─── Extract provided

If you have some complicated format, your best option is to just code a
tube to deal with it. For example, the following code would turn a
paragraph with HTTP headers into a hash of arrays:
sub parse_HTTP_headers {
my $headers = shift;
$headers =~ s{\n\s+}{ }gmxs; # remove multi-lines
my %retval;
for my $line (split /\n/mxs, $headers) {
my ($name, $value) = split /\s*:\s*/, $line, 2;
s{\A\s+|\s+\z}mxs for $name, $value; # lead/trail spaces
if (! exists $retval{$name}) {
$retval{$name} = $value;
}
else {
$retval{$name} = [$retval{$name}] # turn into array ref
unless ref $retval{$name}; # if necessary
push @{$retval{$name}}, $value;
}
}
return \%retval;
}
Now, suppose your input changes to a sequence of header groups, divided
into paragraphs, where you look for header C<X-Name>:
$ cat mydata-03.txt
X-Name: Foo
Host: example.com
X-Name: Bar
Barious
Date: 1970-01-01
Adapting to this input is quite easy now:
use Data::Tubes qw< pipeline >;
pipeline(
['Source::iterate_files', open_file_args => {binmode => ':raw'}],
'Reader::by_paragraph', # change how we read!

──────
─── Material supplied

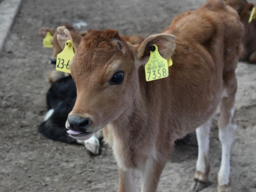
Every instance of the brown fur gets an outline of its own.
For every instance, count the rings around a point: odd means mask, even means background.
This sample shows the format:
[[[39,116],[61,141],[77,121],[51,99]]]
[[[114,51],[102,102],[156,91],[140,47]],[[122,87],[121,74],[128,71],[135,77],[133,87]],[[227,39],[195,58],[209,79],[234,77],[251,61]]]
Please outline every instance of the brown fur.
[[[69,116],[90,118],[86,132],[105,127],[104,139],[119,169],[119,192],[134,190],[130,171],[134,169],[141,173],[143,191],[156,191],[175,140],[210,118],[224,89],[228,97],[235,95],[242,29],[236,12],[211,0],[174,19],[164,34],[137,46],[111,29],[89,31],[75,44],[70,69],[77,98]],[[78,38],[63,28],[57,30],[58,39]],[[144,65],[154,43],[173,64],[168,78],[147,82]],[[110,85],[120,69],[123,82]]]
[[[251,12],[255,5],[246,0],[227,0],[226,4],[234,8],[239,13],[244,26],[241,44],[240,59],[249,63],[256,63],[256,20],[249,23]],[[256,12],[255,12],[256,15]]]
[[[78,33],[76,29],[69,25],[64,25],[63,26],[64,26],[69,31],[79,34],[82,36],[84,36],[87,33],[87,32],[85,31]],[[50,31],[53,36],[52,42],[53,47],[51,58],[56,59],[57,57],[57,55],[62,51],[64,47],[61,47],[57,39],[58,32],[57,31],[49,28],[43,27],[39,30],[39,35],[42,37],[44,38],[46,36],[48,31]],[[139,36],[121,36],[126,42],[129,42],[132,44],[138,44],[144,40],[143,37]],[[63,40],[65,41],[64,40]],[[78,41],[80,41],[80,38],[78,38]],[[65,41],[65,42],[66,42]],[[69,74],[68,73],[54,70],[51,72],[48,78],[50,82],[52,84],[57,81],[68,75],[69,75]]]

──────

▶ [Problems to work on]
(1) In the excerpt on parsing HTTP headers, what does the function do when a header name it has already stored appears again? Answer in one to three sentences.
(2) Could you write out every line of the records word for word, leaving the pictures out?

▶ [Answers for the exercise]
(1) It turns the stored value into an array reference, but only if it isn't one already. It then pushes the new value onto that array, so every value for a repeated header is kept.

(2)
Every instance of the brown fur gets an outline of its own.
For every instance, count the rings around a point: odd means mask, even means background.
This sample shows the format:
[[[39,116],[61,141],[77,121],[51,99]]]
[[[114,51],[102,102],[156,91],[140,47]],[[122,87],[121,74],[128,71],[135,77],[133,87]],[[227,39],[195,58],[209,79],[234,77],[251,61]]]
Please outline every instance of the brown fur.
[[[69,116],[90,118],[86,132],[105,127],[104,139],[119,169],[119,192],[134,190],[130,171],[134,169],[141,173],[143,191],[156,191],[175,140],[210,118],[224,89],[228,97],[235,95],[242,29],[236,12],[211,0],[174,19],[164,34],[137,46],[111,29],[89,31],[75,44],[70,69],[77,98]],[[78,38],[63,28],[57,30],[58,39]],[[144,65],[154,43],[173,64],[168,78],[147,82]],[[110,85],[120,69],[123,82]]]
[[[251,12],[255,5],[246,0],[227,0],[226,4],[234,8],[239,13],[244,26],[241,44],[240,59],[249,63],[256,63],[256,20],[249,23]],[[256,12],[255,12],[256,15]]]
[[[78,33],[76,29],[69,25],[64,25],[63,26],[64,26],[69,31],[79,34],[82,36],[84,36],[87,33],[87,32],[85,31]],[[50,31],[53,36],[52,42],[53,47],[51,58],[56,59],[57,57],[57,55],[62,51],[64,47],[61,47],[57,39],[58,32],[57,31],[49,28],[43,27],[39,30],[39,35],[42,37],[44,38],[46,36],[48,31]],[[139,36],[121,36],[126,42],[129,42],[132,44],[138,44],[144,40],[143,37]],[[63,40],[65,41],[64,40]],[[78,41],[80,41],[80,38],[78,38]],[[65,41],[65,42],[66,42]],[[69,74],[68,73],[54,70],[51,72],[48,78],[50,82],[52,84],[57,81],[68,75],[69,75]]]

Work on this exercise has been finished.